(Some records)
────────────────────
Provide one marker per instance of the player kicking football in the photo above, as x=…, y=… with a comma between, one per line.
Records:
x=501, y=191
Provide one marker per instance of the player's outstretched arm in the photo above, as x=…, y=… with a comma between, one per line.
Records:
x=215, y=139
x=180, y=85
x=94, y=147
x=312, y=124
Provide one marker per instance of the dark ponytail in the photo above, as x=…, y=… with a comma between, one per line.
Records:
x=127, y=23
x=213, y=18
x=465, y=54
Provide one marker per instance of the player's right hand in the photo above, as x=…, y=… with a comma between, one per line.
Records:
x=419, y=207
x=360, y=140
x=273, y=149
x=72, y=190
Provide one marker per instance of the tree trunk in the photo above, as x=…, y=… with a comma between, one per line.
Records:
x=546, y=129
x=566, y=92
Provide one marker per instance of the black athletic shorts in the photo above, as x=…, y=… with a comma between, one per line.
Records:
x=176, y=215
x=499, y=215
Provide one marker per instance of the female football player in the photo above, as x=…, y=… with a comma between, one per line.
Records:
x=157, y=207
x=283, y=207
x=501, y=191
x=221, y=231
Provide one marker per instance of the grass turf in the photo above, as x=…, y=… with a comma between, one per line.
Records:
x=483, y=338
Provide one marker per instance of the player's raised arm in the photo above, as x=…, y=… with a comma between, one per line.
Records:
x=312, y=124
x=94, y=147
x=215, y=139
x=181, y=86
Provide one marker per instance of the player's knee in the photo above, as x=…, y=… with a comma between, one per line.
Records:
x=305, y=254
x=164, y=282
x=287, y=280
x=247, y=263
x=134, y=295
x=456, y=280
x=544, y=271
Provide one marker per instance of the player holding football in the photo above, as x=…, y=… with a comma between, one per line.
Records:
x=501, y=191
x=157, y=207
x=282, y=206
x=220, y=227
────────────────────
Copy out the lines above word for word, beginning with the line that contains "Provide one marker per instance of the player's outstretched" and continuing through the line that contains "x=566, y=92", both included.

• [REPLY TO THE EXERCISE]:
Provide one marker per instance of the player's outstretched arm in the photo above, as x=…, y=… with a comma between, one per line.
Records:
x=215, y=139
x=180, y=85
x=94, y=147
x=312, y=124
Provide one marker per instance of the dark ponytail in the photo above, as x=…, y=… with a comma between, one per line.
Records:
x=127, y=23
x=213, y=18
x=465, y=54
Provide one marker per instance of the player's right hand in the photo above, as x=…, y=… with a comma between, one per line.
Records:
x=419, y=207
x=360, y=140
x=273, y=149
x=72, y=190
Provide one marker per instance of the tree trunk in the photo above, as x=…, y=… with a comma between, one per line.
Records:
x=546, y=129
x=566, y=92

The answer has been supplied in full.